§ **Exercise**
Put the entries below into a two-column CSV with the headers "text" and "answer", with one row for each entry. Place each entry's text and its answer in one quoted field apiece, and replace any line breaks with spaces.

§ **Extracted data entries**
-.-.-
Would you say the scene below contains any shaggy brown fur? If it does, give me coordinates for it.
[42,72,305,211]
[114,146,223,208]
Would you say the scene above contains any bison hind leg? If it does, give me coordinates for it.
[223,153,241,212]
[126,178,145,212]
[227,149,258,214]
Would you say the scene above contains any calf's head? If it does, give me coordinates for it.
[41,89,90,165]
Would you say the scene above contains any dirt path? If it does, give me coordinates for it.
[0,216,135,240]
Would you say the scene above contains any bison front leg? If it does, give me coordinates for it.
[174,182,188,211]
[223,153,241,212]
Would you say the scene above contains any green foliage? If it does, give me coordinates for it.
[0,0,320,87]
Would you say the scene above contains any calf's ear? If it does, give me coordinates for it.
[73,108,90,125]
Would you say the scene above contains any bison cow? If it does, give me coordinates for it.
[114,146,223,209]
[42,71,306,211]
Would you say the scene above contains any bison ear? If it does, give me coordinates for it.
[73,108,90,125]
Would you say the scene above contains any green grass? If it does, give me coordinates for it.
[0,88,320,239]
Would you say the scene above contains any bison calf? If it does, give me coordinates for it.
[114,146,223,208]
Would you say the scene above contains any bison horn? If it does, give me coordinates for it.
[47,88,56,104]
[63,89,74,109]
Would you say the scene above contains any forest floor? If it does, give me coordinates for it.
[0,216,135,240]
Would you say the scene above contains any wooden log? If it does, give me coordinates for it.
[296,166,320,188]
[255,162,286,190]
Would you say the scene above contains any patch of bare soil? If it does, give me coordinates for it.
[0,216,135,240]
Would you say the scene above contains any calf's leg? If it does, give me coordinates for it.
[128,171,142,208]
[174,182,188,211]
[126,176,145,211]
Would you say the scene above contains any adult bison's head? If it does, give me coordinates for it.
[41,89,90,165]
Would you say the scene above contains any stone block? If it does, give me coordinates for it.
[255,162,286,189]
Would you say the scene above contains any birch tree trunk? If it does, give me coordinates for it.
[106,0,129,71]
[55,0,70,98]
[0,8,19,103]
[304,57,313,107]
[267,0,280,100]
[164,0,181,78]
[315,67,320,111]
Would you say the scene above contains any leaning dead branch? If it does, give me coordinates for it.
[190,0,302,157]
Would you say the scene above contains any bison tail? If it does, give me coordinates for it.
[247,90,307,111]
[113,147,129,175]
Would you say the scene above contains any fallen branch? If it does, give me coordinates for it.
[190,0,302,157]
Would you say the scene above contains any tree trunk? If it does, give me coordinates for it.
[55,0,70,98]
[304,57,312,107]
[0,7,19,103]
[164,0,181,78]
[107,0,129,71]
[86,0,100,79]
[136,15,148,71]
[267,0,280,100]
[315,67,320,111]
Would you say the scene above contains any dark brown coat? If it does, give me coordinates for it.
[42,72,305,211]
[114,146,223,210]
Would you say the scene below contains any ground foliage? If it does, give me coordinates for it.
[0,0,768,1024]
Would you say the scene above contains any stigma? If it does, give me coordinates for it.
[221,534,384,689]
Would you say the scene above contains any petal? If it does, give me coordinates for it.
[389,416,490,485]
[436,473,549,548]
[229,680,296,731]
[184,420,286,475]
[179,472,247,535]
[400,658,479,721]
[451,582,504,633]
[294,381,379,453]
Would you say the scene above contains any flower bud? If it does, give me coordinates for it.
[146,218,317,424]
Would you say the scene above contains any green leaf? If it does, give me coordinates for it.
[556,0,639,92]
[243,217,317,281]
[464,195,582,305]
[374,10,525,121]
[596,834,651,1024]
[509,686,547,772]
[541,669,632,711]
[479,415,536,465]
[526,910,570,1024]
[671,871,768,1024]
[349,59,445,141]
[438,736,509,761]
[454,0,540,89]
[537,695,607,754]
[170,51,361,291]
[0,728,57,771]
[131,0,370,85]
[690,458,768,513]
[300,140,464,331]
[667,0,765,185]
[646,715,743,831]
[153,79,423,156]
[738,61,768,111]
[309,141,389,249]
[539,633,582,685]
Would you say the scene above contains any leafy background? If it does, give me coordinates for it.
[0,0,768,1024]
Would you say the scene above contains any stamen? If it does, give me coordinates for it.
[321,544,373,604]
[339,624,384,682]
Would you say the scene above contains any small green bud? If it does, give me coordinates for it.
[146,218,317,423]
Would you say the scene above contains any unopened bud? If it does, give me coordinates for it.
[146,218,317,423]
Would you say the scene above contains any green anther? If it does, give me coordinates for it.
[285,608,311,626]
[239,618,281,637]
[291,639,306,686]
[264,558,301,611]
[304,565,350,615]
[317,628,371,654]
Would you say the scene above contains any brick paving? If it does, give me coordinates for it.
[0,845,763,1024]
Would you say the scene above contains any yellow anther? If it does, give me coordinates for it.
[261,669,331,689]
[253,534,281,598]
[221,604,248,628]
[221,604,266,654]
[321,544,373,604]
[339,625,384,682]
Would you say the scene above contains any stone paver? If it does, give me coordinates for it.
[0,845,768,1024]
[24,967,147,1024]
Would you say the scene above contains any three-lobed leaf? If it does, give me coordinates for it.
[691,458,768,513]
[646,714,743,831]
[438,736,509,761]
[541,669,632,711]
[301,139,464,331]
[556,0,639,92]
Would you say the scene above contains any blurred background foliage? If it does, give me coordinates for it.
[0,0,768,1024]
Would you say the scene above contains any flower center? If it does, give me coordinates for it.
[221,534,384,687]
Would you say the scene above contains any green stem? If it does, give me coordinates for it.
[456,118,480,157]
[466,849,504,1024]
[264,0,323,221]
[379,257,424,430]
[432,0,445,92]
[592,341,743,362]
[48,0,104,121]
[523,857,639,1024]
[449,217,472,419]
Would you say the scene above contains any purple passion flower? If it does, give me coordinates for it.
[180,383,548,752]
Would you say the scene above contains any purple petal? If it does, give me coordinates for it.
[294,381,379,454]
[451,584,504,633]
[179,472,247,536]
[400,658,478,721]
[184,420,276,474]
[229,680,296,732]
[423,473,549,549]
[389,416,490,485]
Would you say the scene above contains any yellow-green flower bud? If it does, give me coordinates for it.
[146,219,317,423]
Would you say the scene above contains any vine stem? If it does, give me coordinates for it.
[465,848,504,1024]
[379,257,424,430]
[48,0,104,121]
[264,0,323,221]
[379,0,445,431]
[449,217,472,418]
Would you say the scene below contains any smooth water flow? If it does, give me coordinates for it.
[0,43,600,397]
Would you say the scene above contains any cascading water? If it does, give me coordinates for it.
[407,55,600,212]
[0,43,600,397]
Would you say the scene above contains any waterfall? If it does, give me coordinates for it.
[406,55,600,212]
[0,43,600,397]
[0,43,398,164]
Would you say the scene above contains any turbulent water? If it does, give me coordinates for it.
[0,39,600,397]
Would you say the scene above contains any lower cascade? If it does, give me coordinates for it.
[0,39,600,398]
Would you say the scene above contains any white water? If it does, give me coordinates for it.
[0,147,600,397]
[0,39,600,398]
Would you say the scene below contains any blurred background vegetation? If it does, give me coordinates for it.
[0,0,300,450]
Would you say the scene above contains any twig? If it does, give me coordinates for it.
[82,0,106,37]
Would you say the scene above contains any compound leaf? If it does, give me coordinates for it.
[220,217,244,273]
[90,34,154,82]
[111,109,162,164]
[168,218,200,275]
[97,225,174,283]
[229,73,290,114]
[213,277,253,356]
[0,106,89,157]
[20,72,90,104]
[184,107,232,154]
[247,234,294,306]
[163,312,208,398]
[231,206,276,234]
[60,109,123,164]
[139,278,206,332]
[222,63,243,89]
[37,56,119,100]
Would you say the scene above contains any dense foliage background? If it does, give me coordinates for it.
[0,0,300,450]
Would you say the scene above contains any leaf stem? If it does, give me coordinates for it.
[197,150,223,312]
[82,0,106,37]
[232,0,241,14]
-.-.-
§ **Answer to this task**
text,answer
"Would you say the scene below contains any shaggy brown fur? If it does, give me coordinates for it.","[42,72,305,211] [114,146,223,208]"
"Would you say the scene above contains any bison hind leg? If it does, give me coordinates for it.","[223,153,241,212] [126,178,145,212] [227,149,258,214]"
"Would you say the scene above contains any calf's head? If it does, give me coordinates for it.","[41,89,90,165]"
"Would you say the scene above contains any dirt path? If it does, give me coordinates for it.","[0,216,135,240]"
"Would you say the scene above contains any bison front leg? If it does, give me coordinates for it.","[174,182,188,211] [223,153,241,212]"
"Would you say the scene above contains any green foliage? If it does, give me coordinates for it.","[0,0,320,87]"
"Would you say the scene above contains any calf's ear? If it does, give me coordinates for it.","[73,108,90,125]"
"Would you say the scene above contains any bison cow? If it does, give me coordinates for it.","[114,146,223,209] [42,71,306,211]"
"Would you say the scene above contains any bison ear? If it does, give me coordinates for it.","[73,108,90,125]"
"Would you say the scene above contains any green grass? If it does, give me coordinates for it.","[0,88,320,239]"
"Would you say the scene above contains any bison calf? If it does, give me coordinates for it.","[114,146,223,208]"
"Would you say the scene above contains any bison horn? If it does, give me coordinates for it.","[47,88,56,104] [63,89,74,109]"
"Would you say the scene above contains any forest floor? If it does, give me coordinates for it.","[0,216,135,240]"
"Would you say the scene above contains any wooden log? If it does, give me coordinates for it.","[296,166,320,188] [255,162,286,190]"
"Would you say the scene above contains any patch of bare soil? If it does, give me coordinates for it.","[0,216,135,240]"
"Would you say the scene above contains any calf's leg? If it does, give me coordinates for it.","[128,171,142,208] [174,182,188,211] [126,176,145,211]"
"Would you say the scene above contains any adult bison's head? If it does, give me coordinates for it.","[41,89,90,165]"
"Would you say the scene above contains any stone block? If it does, give me coordinates for it.","[255,162,286,189]"
"Would you say the scene above contains any birch tree trunk? If it does, give me coordinates for it.","[106,0,129,71] [55,0,70,98] [0,8,19,103] [304,57,313,107] [267,0,280,100] [164,0,181,78] [315,67,320,111]"
"Would you say the scene above contains any leaning dead branch? If it does, give me coordinates for it.","[190,0,302,157]"
"Would you say the scene above contains any bison tail? If it does, give me coordinates for it.","[247,90,307,111] [113,147,129,175]"
"Would you say the scene above contains any fallen branch? If it does, give me coordinates for it.","[190,0,302,157]"
"Would you say the scene above contains any tree trunk? If it does, give me coordinates for it.","[55,0,70,98] [304,57,312,107] [0,7,19,103] [164,0,181,78] [107,0,129,71] [86,0,100,79] [136,15,148,71] [267,0,280,100] [315,67,320,111]"
"Would you say the scene above contains any dark brown coat? If it does, give me coordinates for it.","[42,72,305,211] [114,146,223,210]"
"Would you say the scene below contains any ground foliage? If it does, give me coordinates for it.","[0,0,768,1024]"
"Would you say the scene above contains any stigma? If it does, give me coordinates for it.","[221,534,384,689]"
"Would you say the scene above contains any petal? If it does, give me coordinates for it.","[389,416,490,485] [436,473,549,548] [229,680,296,731] [184,420,286,475] [179,472,247,535] [400,658,479,721] [451,582,504,633] [294,381,379,453]"
"Would you say the scene above contains any flower bud? If it does, give me coordinates for it.","[146,218,317,424]"
"Would you say the scene above contains any green leaf? If it does, give me coordinates for it.","[556,0,639,92] [243,217,317,281] [464,195,582,305] [374,10,525,121] [596,834,651,1024] [509,686,547,772] [541,669,632,711] [479,415,536,465] [526,910,570,1024] [671,871,768,1024] [349,59,445,141] [438,736,509,761] [454,0,540,89] [537,695,607,754] [170,51,361,291] [0,728,57,771] [131,0,370,85] [690,458,768,513] [300,140,464,331] [667,0,765,185] [646,715,743,831] [153,79,423,156] [738,61,768,111] [309,141,389,249] [539,633,582,685]"
"Would you say the scene above contains any leafy background? If it does, give me coordinates for it.","[0,0,768,1024]"
"Would you say the scene above contains any stamen? If it does, give me coordinates for it.","[321,544,373,604] [339,624,384,682]"
"Would you say the scene above contains any small green bud? If it does, give me coordinates for it.","[146,218,317,423]"
"Would you say the scene above contains any unopened bud? If it does, give me coordinates for it.","[146,218,317,423]"
"Would you say the scene above contains any green anther? If it does, give me coordinates for it.","[285,608,311,626] [239,618,281,637] [291,639,306,686] [264,558,301,611] [304,565,350,615] [317,628,371,654]"
"Would you say the scene above contains any brick paving? If it does, give me coordinates for it.","[0,845,763,1024]"
"Would you say the scene above contains any yellow anther? If it does, give me coordinates for it.","[261,669,331,689] [253,534,281,598] [221,604,248,628] [221,604,266,654] [321,544,373,604] [339,625,384,682]"
"Would you say the scene above contains any stone paver? If it does, give me coordinates for it.","[0,845,768,1024] [24,967,147,1024]"
"Would you say the scene above contains any three-lobed leaf? If it does, give me coordinates for it.","[691,458,768,513] [646,714,743,831] [438,736,509,761] [541,669,632,711] [301,139,464,331] [556,0,639,92]"
"Would you say the scene above contains any blurred background foliage? If it does, give me coordinates for it.","[0,0,768,1024]"
"Would you say the scene above contains any flower center? If it does, give me coordinates for it.","[221,534,384,687]"
"Would you say the scene above contains any green stem? If it does, give me coordinates for it.","[456,118,480,157] [466,849,504,1024] [264,0,323,221] [379,257,424,430] [432,0,445,92] [592,341,743,362] [48,0,104,121] [523,857,639,1024] [449,217,472,419]"
"Would you say the scene above contains any purple passion flower? If it does, give me coordinates for it.","[180,383,548,752]"
"Would you say the scene above contains any purple petal? If it does, give me coordinates for it.","[294,381,379,454] [451,584,504,633] [179,472,247,536] [400,658,478,721] [184,420,276,474] [229,680,296,732] [423,473,549,549] [389,416,490,485]"
"Would you say the scene above contains any yellow-green flower bud? If it does, give me coordinates for it.","[146,219,317,423]"
"Would you say the scene above contains any vine stem? If it does, give me coordinates for it.","[465,848,504,1024] [379,257,424,430] [48,0,104,121] [264,0,323,221] [379,0,445,431] [449,217,472,418]"
"Would you say the scene below contains any smooth water flow? If it does, give me coordinates for it.","[0,43,600,397]"
"Would you say the scene above contains any cascading water? If it does, give me coordinates for it.","[407,55,600,212] [0,43,600,397]"
"Would you say the scene above contains any waterfall? If it does, give me coordinates for it.","[406,55,600,212] [0,43,600,397] [0,43,398,164]"
"Would you say the scene above contains any turbulent water? If it does, give me coordinates for it.","[0,39,600,397]"
"Would you say the scene above contains any lower cascade? If it does, give me coordinates for it.","[0,39,600,398]"
"Would you say the scene above contains any white water? If it does, give me coordinates for it.","[0,147,600,397] [0,39,600,398]"
"Would you say the scene below contains any blurred background vegetation? If it does, give me coordinates for it.","[0,0,300,450]"
"Would you say the scene above contains any twig? If it does, give me coordinates for it.","[82,0,106,37]"
"Would you say the scene above contains any compound leaf? If it does, give me coordinates for it.","[220,217,244,273] [90,34,154,82] [111,109,162,164] [168,218,200,275] [97,225,174,283] [229,73,290,114] [213,277,253,356] [0,106,89,157] [20,72,90,104] [184,107,232,154] [247,234,294,306] [163,312,208,398] [231,206,276,234] [60,109,123,164] [139,278,206,332] [222,63,243,89] [37,56,119,100]"
"Would you say the scene above contains any dense foliage background? If it does, give me coordinates for it.","[0,0,300,450]"
"Would you say the scene above contains any leaf stem? If it does, give me coordinates for it.","[197,150,223,312] [82,0,106,37] [232,0,241,14]"